TO DO: Copy each line from the records below in which the word "task" is found.

MATERIAL TO PROCESS: Begin

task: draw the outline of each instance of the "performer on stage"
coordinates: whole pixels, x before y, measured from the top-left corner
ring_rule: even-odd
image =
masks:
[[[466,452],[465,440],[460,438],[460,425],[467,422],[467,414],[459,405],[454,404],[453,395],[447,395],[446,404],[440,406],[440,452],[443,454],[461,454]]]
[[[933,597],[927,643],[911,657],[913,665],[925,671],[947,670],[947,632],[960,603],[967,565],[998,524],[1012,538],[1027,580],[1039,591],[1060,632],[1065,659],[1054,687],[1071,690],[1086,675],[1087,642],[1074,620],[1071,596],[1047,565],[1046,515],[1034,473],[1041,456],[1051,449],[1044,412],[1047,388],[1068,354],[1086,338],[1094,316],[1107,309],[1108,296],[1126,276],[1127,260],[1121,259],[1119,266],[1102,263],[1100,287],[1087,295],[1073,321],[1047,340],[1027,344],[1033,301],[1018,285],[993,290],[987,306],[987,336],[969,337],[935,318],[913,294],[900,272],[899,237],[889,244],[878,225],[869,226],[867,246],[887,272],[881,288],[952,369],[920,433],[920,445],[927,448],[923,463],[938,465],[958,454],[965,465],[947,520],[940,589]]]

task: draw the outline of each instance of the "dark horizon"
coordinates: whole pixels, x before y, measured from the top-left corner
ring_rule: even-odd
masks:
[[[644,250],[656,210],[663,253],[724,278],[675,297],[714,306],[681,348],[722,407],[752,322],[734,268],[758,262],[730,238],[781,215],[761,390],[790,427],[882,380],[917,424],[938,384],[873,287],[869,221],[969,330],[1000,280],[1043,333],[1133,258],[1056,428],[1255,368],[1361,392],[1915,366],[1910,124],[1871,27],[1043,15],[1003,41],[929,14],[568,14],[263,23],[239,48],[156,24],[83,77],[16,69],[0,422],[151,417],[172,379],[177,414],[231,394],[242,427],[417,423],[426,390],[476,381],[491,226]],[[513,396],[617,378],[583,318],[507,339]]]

MATERIAL TO PROCESS: End

OUTPUT FOR THIS EXERCISE:
task: draw the outline of each instance of the "performer on stage"
task: draw the outline of each instance of the "dark horizon"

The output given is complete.